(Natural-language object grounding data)
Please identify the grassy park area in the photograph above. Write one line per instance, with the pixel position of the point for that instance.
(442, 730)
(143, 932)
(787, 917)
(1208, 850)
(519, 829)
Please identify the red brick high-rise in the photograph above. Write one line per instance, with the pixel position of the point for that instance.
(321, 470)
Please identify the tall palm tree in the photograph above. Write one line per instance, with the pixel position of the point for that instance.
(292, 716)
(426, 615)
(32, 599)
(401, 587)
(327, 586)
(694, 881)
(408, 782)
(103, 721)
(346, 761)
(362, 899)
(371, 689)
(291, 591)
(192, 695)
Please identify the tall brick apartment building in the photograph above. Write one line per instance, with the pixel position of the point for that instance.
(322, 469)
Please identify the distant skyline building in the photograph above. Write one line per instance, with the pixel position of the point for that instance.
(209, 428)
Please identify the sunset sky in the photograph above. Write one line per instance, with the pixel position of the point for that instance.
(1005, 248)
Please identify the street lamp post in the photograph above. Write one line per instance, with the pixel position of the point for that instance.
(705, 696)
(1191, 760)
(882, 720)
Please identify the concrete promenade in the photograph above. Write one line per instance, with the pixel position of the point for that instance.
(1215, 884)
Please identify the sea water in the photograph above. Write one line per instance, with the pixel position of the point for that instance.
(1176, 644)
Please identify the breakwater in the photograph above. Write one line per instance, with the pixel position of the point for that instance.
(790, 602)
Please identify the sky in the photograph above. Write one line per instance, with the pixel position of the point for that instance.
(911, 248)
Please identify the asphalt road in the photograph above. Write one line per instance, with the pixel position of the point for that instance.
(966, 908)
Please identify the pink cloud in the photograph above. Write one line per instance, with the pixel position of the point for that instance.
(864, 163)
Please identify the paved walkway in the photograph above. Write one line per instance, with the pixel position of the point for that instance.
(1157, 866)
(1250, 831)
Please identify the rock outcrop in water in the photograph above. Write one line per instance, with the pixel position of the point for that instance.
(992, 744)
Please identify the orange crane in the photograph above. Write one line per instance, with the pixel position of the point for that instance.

# Exercise brief
The data above should be duplicated exactly and completely.

# Answer for this exercise
Please identify the grassy park area in the photograph above. Write one line per instance, with the pixel position of the point for that instance.
(442, 730)
(143, 932)
(787, 917)
(1208, 850)
(519, 829)
Please identify the red brick high-rise in the photograph above. Write one line per instance, with the pixel position of the point for that instance.
(321, 470)
Please identify the tall palm tree in the photograph above. Write one line per instance, with the pixel position of the point for that instance.
(292, 716)
(426, 615)
(32, 599)
(401, 587)
(327, 586)
(694, 881)
(408, 782)
(103, 721)
(346, 761)
(362, 899)
(371, 689)
(291, 591)
(192, 695)
Please identify the tall brick apartment building in the photograph above. Write one line per instance, with the pixel position of the point for that instance.
(322, 469)
Please identify the distant skyline building in the photograph above. Write one line per instance, with the pixel position of the point for that instance.
(209, 428)
Please identify the sunset sky in the photograph above. Write one line per instance, with the pixel position of the point for that instance.
(1005, 248)
Please identify the street lamp post in the photograph above. Write one line per instance, with the pixel position of the point for that instance.
(705, 696)
(1191, 760)
(882, 720)
Please identify the concrete promenade in the photograph above. Write one line per instance, with the pixel position of the point for that instance.
(1215, 884)
Please identify the sea water in the photograph above. Write one line per instance, with the pixel position of the point for that instance.
(1176, 644)
Please identify the breakwater in the photograph above. Write one line per instance, with the pixel position of the point for that instance.
(790, 602)
Please identify the sky in the photograph above. Write one line per instance, with the pixel position of the point for that instance.
(911, 248)
Please identify the asphalt road in the photograph above. Write one line per instance, with the pixel position of the point for that instance.
(966, 908)
Please identify the pink cloud in the photograph above. Write one line per instance, with the pixel position of the point for that instance.
(864, 163)
Please identify the paved walkway in the photograph above. Write one line per instance, with the pixel position of the point for that instance.
(1157, 866)
(1250, 831)
Please identify the rock outcrop in water in the photograph above. Write one line per instance, with the pixel position of the point for that instance.
(992, 744)
Please identify the orange crane in the photograph above. Write one line per instance, with the pixel position of the point for that instance.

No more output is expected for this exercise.